• Directive:
Return the records exactly as they are.

• Given data:
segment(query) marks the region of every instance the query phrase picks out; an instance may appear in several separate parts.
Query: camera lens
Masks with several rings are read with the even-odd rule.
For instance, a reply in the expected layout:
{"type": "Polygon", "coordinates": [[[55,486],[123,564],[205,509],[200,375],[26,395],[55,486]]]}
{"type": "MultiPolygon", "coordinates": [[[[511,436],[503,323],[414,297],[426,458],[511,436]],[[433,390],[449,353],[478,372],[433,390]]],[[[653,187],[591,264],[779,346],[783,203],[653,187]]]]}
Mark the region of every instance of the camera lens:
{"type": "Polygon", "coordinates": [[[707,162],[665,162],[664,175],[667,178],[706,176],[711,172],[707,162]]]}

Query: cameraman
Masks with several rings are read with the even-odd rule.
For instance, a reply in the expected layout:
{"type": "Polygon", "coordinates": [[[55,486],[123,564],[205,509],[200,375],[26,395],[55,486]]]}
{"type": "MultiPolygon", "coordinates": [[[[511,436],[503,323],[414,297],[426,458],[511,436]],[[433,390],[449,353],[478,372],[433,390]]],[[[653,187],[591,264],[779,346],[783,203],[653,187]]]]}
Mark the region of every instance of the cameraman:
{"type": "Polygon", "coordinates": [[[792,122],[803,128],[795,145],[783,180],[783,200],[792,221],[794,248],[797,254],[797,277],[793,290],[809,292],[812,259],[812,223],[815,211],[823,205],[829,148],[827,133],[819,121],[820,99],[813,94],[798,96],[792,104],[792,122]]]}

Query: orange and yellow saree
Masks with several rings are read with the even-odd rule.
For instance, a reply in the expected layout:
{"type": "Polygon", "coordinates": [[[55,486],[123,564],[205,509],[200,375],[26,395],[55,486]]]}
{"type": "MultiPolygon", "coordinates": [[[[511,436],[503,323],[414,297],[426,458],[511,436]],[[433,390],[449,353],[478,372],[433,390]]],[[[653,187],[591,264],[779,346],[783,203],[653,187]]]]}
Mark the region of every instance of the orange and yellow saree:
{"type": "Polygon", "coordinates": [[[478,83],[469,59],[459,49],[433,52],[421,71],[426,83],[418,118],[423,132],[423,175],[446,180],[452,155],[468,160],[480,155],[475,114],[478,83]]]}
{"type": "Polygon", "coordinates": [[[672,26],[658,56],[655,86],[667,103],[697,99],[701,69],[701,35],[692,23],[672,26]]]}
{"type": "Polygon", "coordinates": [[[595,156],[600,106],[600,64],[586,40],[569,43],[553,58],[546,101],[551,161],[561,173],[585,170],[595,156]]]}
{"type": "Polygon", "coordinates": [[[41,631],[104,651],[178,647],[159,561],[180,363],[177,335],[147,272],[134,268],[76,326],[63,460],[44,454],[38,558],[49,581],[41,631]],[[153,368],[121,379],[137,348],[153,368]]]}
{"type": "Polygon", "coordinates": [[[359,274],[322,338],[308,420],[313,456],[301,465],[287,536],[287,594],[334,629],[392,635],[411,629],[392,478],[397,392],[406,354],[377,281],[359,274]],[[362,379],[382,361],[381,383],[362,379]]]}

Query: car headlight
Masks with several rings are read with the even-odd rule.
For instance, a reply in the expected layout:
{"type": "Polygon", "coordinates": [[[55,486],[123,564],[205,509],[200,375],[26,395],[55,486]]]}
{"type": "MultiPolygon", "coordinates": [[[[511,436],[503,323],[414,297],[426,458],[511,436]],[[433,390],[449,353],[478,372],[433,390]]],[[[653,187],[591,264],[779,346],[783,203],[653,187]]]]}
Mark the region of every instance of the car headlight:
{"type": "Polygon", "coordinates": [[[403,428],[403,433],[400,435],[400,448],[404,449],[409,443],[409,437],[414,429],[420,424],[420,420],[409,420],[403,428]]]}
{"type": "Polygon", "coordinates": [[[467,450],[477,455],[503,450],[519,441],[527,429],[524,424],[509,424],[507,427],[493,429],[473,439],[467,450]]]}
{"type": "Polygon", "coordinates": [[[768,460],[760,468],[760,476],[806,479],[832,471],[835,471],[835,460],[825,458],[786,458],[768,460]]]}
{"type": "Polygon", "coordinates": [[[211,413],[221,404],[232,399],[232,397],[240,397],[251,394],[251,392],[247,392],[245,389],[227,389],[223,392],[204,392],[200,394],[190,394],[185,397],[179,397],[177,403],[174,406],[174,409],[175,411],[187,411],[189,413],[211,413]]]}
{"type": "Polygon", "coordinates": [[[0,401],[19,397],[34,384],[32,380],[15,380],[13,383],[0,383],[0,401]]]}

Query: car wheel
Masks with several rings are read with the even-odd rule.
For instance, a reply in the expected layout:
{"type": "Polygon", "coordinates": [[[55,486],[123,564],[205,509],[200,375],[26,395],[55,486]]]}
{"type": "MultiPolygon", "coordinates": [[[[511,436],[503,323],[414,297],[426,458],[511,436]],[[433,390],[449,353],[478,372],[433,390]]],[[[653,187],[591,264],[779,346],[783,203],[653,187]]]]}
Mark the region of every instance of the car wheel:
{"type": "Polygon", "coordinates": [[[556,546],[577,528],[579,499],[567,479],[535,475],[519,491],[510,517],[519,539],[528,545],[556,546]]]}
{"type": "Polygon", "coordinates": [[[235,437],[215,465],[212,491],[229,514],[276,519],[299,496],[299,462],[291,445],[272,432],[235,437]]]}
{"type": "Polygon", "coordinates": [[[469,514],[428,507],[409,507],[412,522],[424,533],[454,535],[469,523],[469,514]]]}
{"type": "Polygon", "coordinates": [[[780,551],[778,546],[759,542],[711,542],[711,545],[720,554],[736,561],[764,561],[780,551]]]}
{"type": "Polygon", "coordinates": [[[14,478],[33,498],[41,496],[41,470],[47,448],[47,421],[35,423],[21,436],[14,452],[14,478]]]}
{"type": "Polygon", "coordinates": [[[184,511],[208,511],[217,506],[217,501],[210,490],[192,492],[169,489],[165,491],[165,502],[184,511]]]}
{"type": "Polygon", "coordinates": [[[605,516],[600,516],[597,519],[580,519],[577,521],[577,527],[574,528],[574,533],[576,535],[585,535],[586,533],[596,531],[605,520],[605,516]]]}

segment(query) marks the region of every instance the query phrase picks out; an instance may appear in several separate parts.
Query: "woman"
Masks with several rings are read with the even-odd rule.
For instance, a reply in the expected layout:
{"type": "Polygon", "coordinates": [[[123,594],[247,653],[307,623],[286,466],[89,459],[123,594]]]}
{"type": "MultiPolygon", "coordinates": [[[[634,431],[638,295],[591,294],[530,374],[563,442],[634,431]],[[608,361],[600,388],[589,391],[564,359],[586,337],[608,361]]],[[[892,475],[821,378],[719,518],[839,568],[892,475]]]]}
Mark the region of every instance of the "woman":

• Solution:
segment(query) marks the region of every instance the query phrase picks out; an instance may appear in several separate parts.
Query: camera lens
Masks with several rings are read with the even-odd rule.
For instance, a reply in the expected layout:
{"type": "Polygon", "coordinates": [[[55,486],[123,564],[205,509],[200,375],[26,395],[55,486]]]}
{"type": "MultiPolygon", "coordinates": [[[[511,436],[503,323],[414,297],[426,458],[511,436]],[[433,390],[449,353],[478,372],[433,390]]],[[[653,187],[591,264],[779,346],[783,203],[653,187]]]]}
Mark the region of every instance of the camera lens:
{"type": "Polygon", "coordinates": [[[707,162],[665,162],[664,175],[667,178],[706,176],[711,172],[707,162]]]}

Query: cameraman
Masks with several rings are read with the even-odd rule.
For instance, a reply in the expected layout:
{"type": "Polygon", "coordinates": [[[55,486],[123,564],[205,509],[200,375],[26,395],[55,486]]]}
{"type": "MultiPolygon", "coordinates": [[[[511,436],[503,323],[414,297],[426,458],[511,436]],[[433,390],[449,353],[478,372],[433,390]]],[[[653,187],[591,264],[779,346],[783,203],[653,187]]]]}
Mark the region of every instance of the cameraman:
{"type": "Polygon", "coordinates": [[[792,122],[803,128],[795,145],[783,180],[783,200],[792,221],[794,248],[797,254],[797,277],[793,290],[809,292],[812,259],[812,223],[815,211],[823,205],[829,148],[827,133],[819,121],[820,99],[813,94],[798,96],[792,104],[792,122]]]}

Query: orange and yellow saree
Masks with several rings are read with the even-odd rule.
For instance, a reply in the expected layout:
{"type": "Polygon", "coordinates": [[[55,486],[123,564],[205,509],[200,375],[26,395],[55,486]]]}
{"type": "MultiPolygon", "coordinates": [[[[511,436],[503,323],[414,297],[426,458],[511,436]],[[433,390],[449,353],[478,372],[433,390]]],[[[653,187],[591,264],[779,346],[783,203],[653,187]]]]}
Mark the region of every instance of the orange and yellow saree:
{"type": "Polygon", "coordinates": [[[478,83],[469,59],[459,49],[433,52],[421,71],[426,83],[418,118],[423,132],[423,175],[446,180],[452,155],[468,160],[480,155],[475,114],[478,83]]]}
{"type": "Polygon", "coordinates": [[[672,26],[658,56],[655,86],[667,103],[697,99],[701,69],[701,35],[692,23],[672,26]]]}
{"type": "Polygon", "coordinates": [[[595,156],[600,106],[600,64],[586,40],[569,43],[553,58],[546,101],[551,161],[561,173],[585,170],[595,156]]]}
{"type": "Polygon", "coordinates": [[[41,631],[104,651],[178,647],[159,561],[180,363],[177,335],[147,272],[134,268],[76,326],[63,460],[44,454],[38,558],[49,581],[41,631]],[[153,368],[121,379],[137,348],[153,368]]]}
{"type": "Polygon", "coordinates": [[[359,274],[322,338],[308,420],[313,456],[301,465],[287,536],[287,594],[334,629],[392,635],[411,629],[392,478],[397,392],[406,354],[377,281],[359,274]],[[362,379],[382,361],[381,383],[362,379]]]}

Query: car headlight
Masks with several rings are read with the even-odd rule.
For instance, a reply in the expected layout:
{"type": "Polygon", "coordinates": [[[55,486],[123,564],[205,509],[200,375],[26,395],[55,486]]]}
{"type": "MultiPolygon", "coordinates": [[[[511,436],[503,323],[414,297],[426,458],[511,436]],[[433,390],[449,353],[478,372],[433,390]]],[[[653,187],[591,264],[779,346],[783,203],[653,187]]]]}
Mark the region of every instance of the car headlight:
{"type": "Polygon", "coordinates": [[[403,428],[403,433],[400,435],[400,448],[404,449],[409,443],[409,437],[414,429],[420,424],[420,420],[409,420],[403,428]]]}
{"type": "Polygon", "coordinates": [[[467,450],[477,455],[503,450],[519,441],[527,429],[524,424],[509,424],[507,427],[493,429],[473,439],[467,450]]]}
{"type": "Polygon", "coordinates": [[[768,460],[760,468],[760,476],[806,479],[832,471],[835,471],[835,460],[825,458],[786,458],[768,460]]]}
{"type": "Polygon", "coordinates": [[[211,413],[221,404],[232,399],[232,397],[240,397],[251,394],[251,392],[247,392],[245,389],[227,389],[223,392],[204,392],[200,394],[190,394],[185,397],[179,397],[177,403],[174,406],[174,409],[175,411],[187,411],[189,413],[211,413]]]}
{"type": "Polygon", "coordinates": [[[0,401],[19,397],[34,384],[32,380],[15,380],[13,383],[0,383],[0,401]]]}

Query: car wheel
Masks with several rings are read with the even-odd rule.
For instance, a reply in the expected layout:
{"type": "Polygon", "coordinates": [[[55,486],[123,564],[205,509],[200,375],[26,395],[55,486]]]}
{"type": "MultiPolygon", "coordinates": [[[[511,436],[503,323],[414,297],[426,458],[511,436]],[[433,390],[449,353],[478,372],[433,390]]],[[[653,187],[591,264],[779,346],[783,203],[653,187]]]]}
Mark the region of every instance of the car wheel:
{"type": "Polygon", "coordinates": [[[556,546],[577,528],[579,499],[567,479],[535,475],[519,491],[510,517],[519,539],[528,545],[556,546]]]}
{"type": "Polygon", "coordinates": [[[235,437],[215,465],[212,491],[229,514],[276,519],[299,496],[299,462],[291,445],[272,432],[235,437]]]}
{"type": "Polygon", "coordinates": [[[469,514],[428,507],[409,507],[412,522],[424,533],[454,535],[469,523],[469,514]]]}
{"type": "Polygon", "coordinates": [[[780,551],[778,546],[759,542],[711,542],[711,545],[720,554],[736,561],[764,561],[780,551]]]}
{"type": "Polygon", "coordinates": [[[14,478],[33,498],[41,496],[41,470],[47,448],[47,421],[35,423],[21,436],[14,452],[14,478]]]}
{"type": "Polygon", "coordinates": [[[184,511],[208,511],[217,506],[217,501],[210,490],[192,492],[169,489],[165,491],[165,502],[184,511]]]}
{"type": "Polygon", "coordinates": [[[605,516],[600,516],[597,519],[580,519],[577,521],[577,527],[574,528],[574,533],[576,535],[585,535],[586,533],[596,531],[605,520],[605,516]]]}

segment(query) marks the region of every instance the query phrase picks out; an instance may appear in several separate parts.
Query: "woman"
Masks with several rings are read with the even-odd rule.
For instance, a reply in the expected layout:
{"type": "Polygon", "coordinates": [[[123,594],[247,653],[307,623],[286,466],[89,459],[123,594]]]}
{"type": "MultiPolygon", "coordinates": [[[[634,431],[638,295],[591,294],[530,374],[563,442],[634,431]],[[608,361],[600,388],[589,391],[564,359],[586,337],[608,361]]],[[[892,475],[821,378],[719,518],[839,568],[892,475]]]]}
Mark the region of every instance of the "woman":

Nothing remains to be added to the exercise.